Passage to read:
_ _ _ _ _
In many respects, "Wonderwall" represents all that is Oasis. It's a beautiful song with a timeless melody that sounds deceptively effortless. But trying to discern what in the hell it means is nearly impossible.

"A wonderwall can be anything," offers Liam. "It's just a beautiful word. It's like looking for that bus ticket, and you're trying to fucking find it, that bastard, and you finally find it and you pull it out, 'Fucking mega, that is me wonderwall.'"

Thank you very much, Liam. In actuality, "Wonderwall" was written for Noel's girlfriend, Meg Matthews, at a time when she was out of work and he wanted her to know how important she was to him. Why he chose the word wonderwall (the title of a George Harrison solo album) is something not even Noel seems to understand. It's as though his musical inspiration comes from the Beatles (probably a good thing) and his lyrical muse from Dr. Seuss (probably not). An example: "The sink is full of fishes/She's got dirty dishes on the brain/ And my dog's been itchin'/Itchin' in the kitchen once again."

"I know, I know, I get lazy," says Noel. "I'm not John Lennon. I'm not trying to say anything. I'm just trying to entertain people. Sometimes you don't care about trying to make the lyrics make sense. Fuck, it's only lyrics. I oughta make an album of instrumentals." He pauses. "When I'm sober, I think too much about the lyrics. I'm at my best when I'm pissed out of me head and I just write. I mean, 'Roll With It' is like" - he bobs his head mockingly - "who cares. Even 'Don't Look Back in Anger' doesn't mean anything, even though it's a great song."

He's right. "Don't Look Back in Anger" is a great song. But it's like an attractive blind date who turns out to have no conversational skills whatsoever. Just ask Liam.

"There's shitloads of meaning in the songs," says Liam, even though moments ago he'd claimed not to know what any of the songs meant. "I don't know what they mean, but there's still meaning there. They mean things, but I just don't exactly know what."

The songs on Definitely Maybe were great because of their attitude, not their substance. "Cigarettes and Alcohol," "Rock 'n' Roll Star" and "Supersonic" were all rock songs about rock songs, just as Morning Glory's "Cast No Shadow," "Don't Look Back in Anger" and "Champagne Supernova" are more about their own grace than their lyrical content. Not to mention that Oasis should be proud to have avoided being sued for plagiarism on the new album. It's a step in the right direction.

On their debut, "Cigarettes and Alcohol" directly ripped off the opening riff of T-Rex's "Bang a Gong," and "Shakermaker" was the subject of a lawsuit after Coca-Cola noticed that the band had directly lifted the melody (and some of the lyrics) from its jingle "I'd Like to Teach the World to Sing." In the end the courts ruled that Oasis had to change some of the words.

"We ripped it off, so they had the right to sue us," says Arthurs. "Fair enough. People will steal from other bands but change the lyrics. We just did the same thing but kept some of the same lyrics in." He pauses. "We drink Pepsi now." Doesn't Noel feel it's an insult to be involved in litigation over stealing from an ad campaign? After all, advertising executives aren't exactly noted for their edgy content. Perhaps, just perhaps, there is such a thing as being too catchy. He disagrees.
_ _ _ _ _
Objectives:
1. Rewrite the Oasis article from "The songs on" up to and including "of the words.", swapping "Coca-Cola" for "PepsiCo".
2. Write the next part of the Oasis article, picking up after its last sentence.

[Labeled-object pointing listing]
_ _ _ _ _
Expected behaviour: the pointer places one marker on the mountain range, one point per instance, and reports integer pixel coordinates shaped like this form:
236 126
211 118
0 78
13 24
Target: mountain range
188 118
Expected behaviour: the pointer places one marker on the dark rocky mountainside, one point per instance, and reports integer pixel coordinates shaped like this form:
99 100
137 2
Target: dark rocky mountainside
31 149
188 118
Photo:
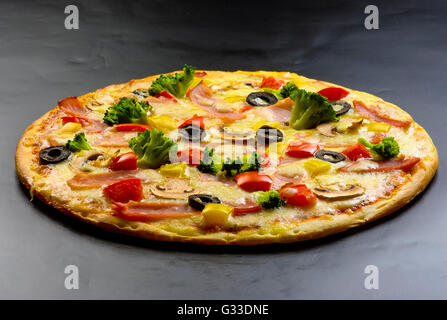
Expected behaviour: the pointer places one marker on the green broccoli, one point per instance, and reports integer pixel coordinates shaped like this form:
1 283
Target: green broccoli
208 162
250 162
78 143
127 110
388 148
176 84
152 148
310 109
269 199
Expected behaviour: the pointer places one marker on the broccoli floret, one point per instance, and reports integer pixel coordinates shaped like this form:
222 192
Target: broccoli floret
152 148
127 110
388 148
269 199
310 109
208 163
251 162
288 89
176 84
78 143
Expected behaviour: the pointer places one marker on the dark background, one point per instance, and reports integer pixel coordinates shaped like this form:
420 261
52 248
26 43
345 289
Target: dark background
403 62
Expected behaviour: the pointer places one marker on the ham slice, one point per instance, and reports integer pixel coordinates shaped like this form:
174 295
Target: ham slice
404 164
150 211
72 106
96 180
373 113
202 96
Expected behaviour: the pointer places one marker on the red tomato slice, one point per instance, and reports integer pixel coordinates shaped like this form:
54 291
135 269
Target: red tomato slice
196 120
333 93
76 119
298 195
272 83
135 127
126 161
302 149
356 152
166 95
191 156
125 190
253 181
246 108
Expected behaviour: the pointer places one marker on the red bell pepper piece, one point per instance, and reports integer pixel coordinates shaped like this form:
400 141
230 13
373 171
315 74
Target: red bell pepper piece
125 190
298 195
135 127
302 149
356 152
126 161
333 93
196 120
272 83
76 119
253 181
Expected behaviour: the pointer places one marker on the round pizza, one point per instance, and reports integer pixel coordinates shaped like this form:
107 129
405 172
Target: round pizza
217 157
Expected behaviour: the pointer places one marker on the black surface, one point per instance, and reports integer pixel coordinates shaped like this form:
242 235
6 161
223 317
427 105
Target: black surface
403 62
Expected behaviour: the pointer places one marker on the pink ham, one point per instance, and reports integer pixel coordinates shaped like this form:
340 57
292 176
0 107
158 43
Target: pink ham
150 211
375 114
404 164
97 180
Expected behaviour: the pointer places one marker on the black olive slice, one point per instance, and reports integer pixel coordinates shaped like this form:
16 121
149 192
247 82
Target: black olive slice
345 106
54 154
329 156
267 135
192 132
261 99
199 201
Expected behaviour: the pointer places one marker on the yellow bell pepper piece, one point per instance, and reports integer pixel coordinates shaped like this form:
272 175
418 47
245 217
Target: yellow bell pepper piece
378 127
316 166
174 170
216 214
276 149
163 123
273 124
70 127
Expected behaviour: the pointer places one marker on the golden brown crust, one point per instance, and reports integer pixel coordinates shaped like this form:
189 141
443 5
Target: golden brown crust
305 230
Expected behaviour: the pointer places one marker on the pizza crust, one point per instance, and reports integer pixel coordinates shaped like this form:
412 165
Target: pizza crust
307 229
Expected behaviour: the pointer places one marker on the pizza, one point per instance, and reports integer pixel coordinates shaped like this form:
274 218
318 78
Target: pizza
216 157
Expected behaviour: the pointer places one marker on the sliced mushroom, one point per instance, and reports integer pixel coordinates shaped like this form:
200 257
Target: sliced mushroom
235 137
331 129
327 129
338 192
173 189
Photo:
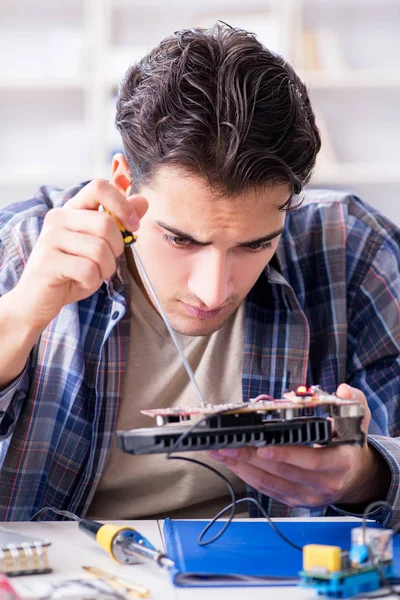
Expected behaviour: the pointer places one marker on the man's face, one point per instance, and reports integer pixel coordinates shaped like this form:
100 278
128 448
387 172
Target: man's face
203 252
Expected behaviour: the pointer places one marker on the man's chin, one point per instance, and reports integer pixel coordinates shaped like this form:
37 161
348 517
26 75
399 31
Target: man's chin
198 327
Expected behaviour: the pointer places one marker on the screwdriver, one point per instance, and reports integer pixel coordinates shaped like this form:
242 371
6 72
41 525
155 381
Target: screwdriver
129 241
124 544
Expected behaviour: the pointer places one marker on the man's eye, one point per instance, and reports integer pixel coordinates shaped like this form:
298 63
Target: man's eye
259 247
175 240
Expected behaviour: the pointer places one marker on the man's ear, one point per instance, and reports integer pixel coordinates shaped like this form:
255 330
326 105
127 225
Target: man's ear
120 175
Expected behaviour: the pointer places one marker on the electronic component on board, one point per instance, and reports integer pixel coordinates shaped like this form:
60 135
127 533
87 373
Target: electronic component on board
307 416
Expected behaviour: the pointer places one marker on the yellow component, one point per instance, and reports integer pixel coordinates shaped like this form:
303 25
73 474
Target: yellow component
317 557
106 534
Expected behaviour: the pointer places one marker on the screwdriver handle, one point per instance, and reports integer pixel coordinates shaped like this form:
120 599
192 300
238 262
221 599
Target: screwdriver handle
128 237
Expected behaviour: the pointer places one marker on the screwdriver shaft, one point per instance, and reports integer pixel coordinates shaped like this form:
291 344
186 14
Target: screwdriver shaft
167 324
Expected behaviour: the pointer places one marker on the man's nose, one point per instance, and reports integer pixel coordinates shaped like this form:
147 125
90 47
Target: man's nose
211 280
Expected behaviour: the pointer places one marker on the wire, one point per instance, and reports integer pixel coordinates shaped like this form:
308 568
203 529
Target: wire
63 513
263 512
383 579
232 507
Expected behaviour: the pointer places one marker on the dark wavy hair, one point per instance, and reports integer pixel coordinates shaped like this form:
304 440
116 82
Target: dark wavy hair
216 103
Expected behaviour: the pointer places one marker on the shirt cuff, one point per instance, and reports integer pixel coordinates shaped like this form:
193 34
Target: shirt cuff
7 414
389 449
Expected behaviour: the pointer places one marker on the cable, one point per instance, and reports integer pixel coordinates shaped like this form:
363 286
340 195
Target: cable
64 513
234 503
263 512
383 579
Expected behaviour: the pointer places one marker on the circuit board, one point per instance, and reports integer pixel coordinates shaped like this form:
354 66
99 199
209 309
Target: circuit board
307 416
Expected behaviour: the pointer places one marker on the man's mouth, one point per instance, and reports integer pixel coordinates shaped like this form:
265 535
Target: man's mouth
200 313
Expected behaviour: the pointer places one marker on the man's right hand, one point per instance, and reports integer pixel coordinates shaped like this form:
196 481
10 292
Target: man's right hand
75 252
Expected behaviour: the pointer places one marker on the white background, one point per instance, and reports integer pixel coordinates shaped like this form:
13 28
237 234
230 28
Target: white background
61 63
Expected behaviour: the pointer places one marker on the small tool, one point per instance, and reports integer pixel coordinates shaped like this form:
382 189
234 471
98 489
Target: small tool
124 544
119 584
129 240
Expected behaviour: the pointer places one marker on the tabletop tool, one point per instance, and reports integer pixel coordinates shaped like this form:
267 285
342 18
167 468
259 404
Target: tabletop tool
129 240
119 584
124 544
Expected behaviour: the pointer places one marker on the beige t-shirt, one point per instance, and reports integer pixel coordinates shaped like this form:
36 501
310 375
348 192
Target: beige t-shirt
152 486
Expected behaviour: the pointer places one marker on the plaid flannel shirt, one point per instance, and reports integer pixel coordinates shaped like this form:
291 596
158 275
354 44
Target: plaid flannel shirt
325 311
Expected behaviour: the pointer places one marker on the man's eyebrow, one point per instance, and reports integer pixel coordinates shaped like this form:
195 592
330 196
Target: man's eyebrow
186 236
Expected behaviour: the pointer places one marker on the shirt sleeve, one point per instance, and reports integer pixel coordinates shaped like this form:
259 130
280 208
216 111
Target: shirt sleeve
11 401
11 266
374 361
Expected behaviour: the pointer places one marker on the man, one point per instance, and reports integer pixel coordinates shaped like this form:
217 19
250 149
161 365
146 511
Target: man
219 139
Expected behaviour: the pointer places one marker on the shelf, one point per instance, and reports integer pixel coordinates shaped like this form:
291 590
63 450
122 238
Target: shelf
37 82
361 79
24 176
350 173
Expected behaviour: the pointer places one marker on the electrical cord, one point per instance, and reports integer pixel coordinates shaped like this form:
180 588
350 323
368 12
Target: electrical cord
235 502
383 579
232 507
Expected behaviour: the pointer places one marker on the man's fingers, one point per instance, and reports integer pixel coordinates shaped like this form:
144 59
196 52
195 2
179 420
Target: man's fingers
346 392
89 222
272 485
100 192
90 247
284 471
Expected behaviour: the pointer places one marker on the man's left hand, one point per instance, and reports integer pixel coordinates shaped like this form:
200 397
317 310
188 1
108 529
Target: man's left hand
313 477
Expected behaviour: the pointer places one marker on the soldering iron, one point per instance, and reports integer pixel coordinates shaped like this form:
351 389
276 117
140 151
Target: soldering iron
124 544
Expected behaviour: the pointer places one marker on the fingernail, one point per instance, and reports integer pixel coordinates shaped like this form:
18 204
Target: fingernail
216 455
266 453
133 221
232 452
354 394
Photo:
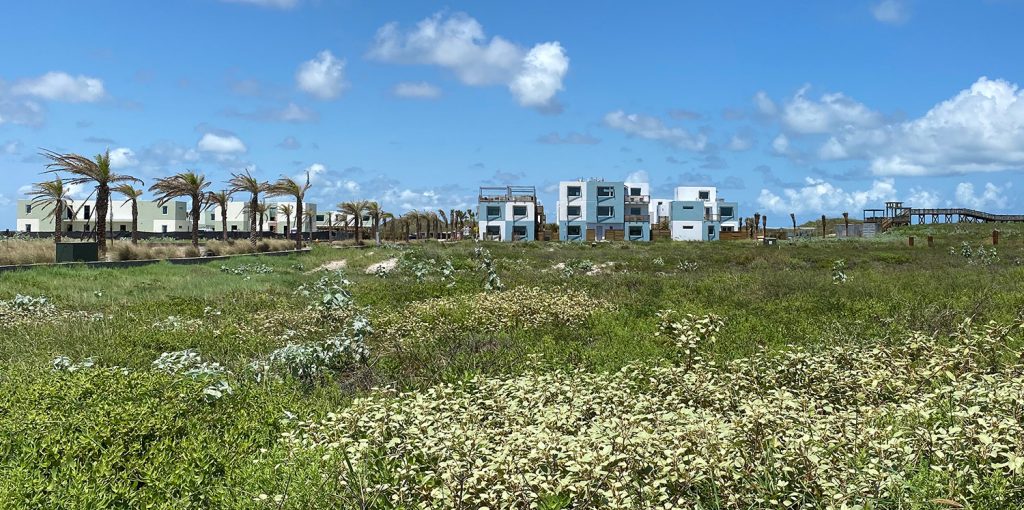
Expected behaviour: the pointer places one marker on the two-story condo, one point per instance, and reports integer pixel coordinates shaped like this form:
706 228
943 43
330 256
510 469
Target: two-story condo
598 210
697 214
509 213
_ _ _ _ _
Answers to the exercises:
1.
The songs on Definitely Maybe were great because of their attitude, not their substance. "Cigarettes and Alcohol," "Rock 'n' Roll Star" and "Supersonic" were all rock songs about rock songs, just as Morning Glory's "Cast No Shadow," "Don't Look Back in Anger" and "Champagne Supernova" are more about their own grace than their lyrical content. Not to mention that Oasis should be proud to have avoided being sued for plagiarism on the new album. It's a step in the right direction.

On their debut, "Cigarettes and Alcohol" directly ripped off the opening riff of T-Rex's "Bang a Gong," and "Shakermaker" was the subject of a lawsuit after PepsiCo noticed that the band had directly lifted the melody (and some of the lyrics) from its jingle "I'd Like to Teach the World to Sing." In the end the courts ruled that Oasis had to change some of the words.

2.
"Look at Nirvana," says Noel. "They were the fucking best, and that guy [Kurt Cobain] was the king of the catchy fucking rock record. You could not write catchier tunes than him. So I don't think you can be too catchy. As long as you have your Marshall amps on 10 and it makes people's eyes water."

"I'm miles away from Noel. We've gone past being close. Know what I mean?" Not at all, actually. "Well, neither do I, but we don't need to be close." - Liam Gallagher

It's the second day of the video shoot for "Champagne Supernova," and Liam has had enough. He springs off the bed he has been sprawled on for hours and storms off the set. "I can't be lying there and having a camera pointed at me," he yells. "I have a cold." The director Nigel Dick walks over to where Liam is sitting, kneels beside him and speaks softly. "No," says Liam, flailing his arms. "I can't be lying there, cameras right there in my face. No." He points toward his nose. "I have a cold."

It's time for a lunch break. While Noel, White and McGuigan head toward the dressing room, Arthurs and Liam (miraculously cured of his malady) light out toward the pub. It is the standard scenario: Liam and Arthurs stick together, loudly; McGuigan and White stay close, quietly; and Noel spends much of his time alone or conducting band affairs. It is, after all, Noel's group in almost every sense of the word - music, lyrics, business decisions - and the other four members accept this willingly.

"It's better to have one person in charge than five," says Arthurs. "It gets done a lot faster that way."

Liam sits next to Arthurs in the pub and explains his often tumultuous relationship with his brother: "I don't think there is a difference between me and Noel. He's a cunt, I'm a cunt. Don't let him spin you; he's a c***, I tell you. I'm the one who gets made out to be the c***, but he makes me be the c***. He pushes me into that c*** zone."

Liam and Noel may share the same zone, but that doesn't explain the distance between Noel and the rest of the band. One reason for this distance might be that while Liam and the band had never traveled outside of England before Oasis, Noel was more worldly, having circled the globe with Inspiral Carpets. "I'm a lot more levelheaded than the other guys," says Noel. "When we went to Japan, I'd been there five times already."

"It's too bad in some ways," he adds in a rare touching moment. "I would have liked to have experienced it with them."

In conversation, Noel is more relaxed and thoughtful than his brother. It's as though he has to strain to come up with the kind of obnoxious quotes that Liam spews naturally. Noel manages, of course, but it often seems as if he is battling his instinctively nicer impulses. When Noel's friends heard a tape of a fight between the two brothers (the obscenity-laced shouting match was released as a single and reached No. 52 on the British charts), Noel says they were shocked that he could get so angry.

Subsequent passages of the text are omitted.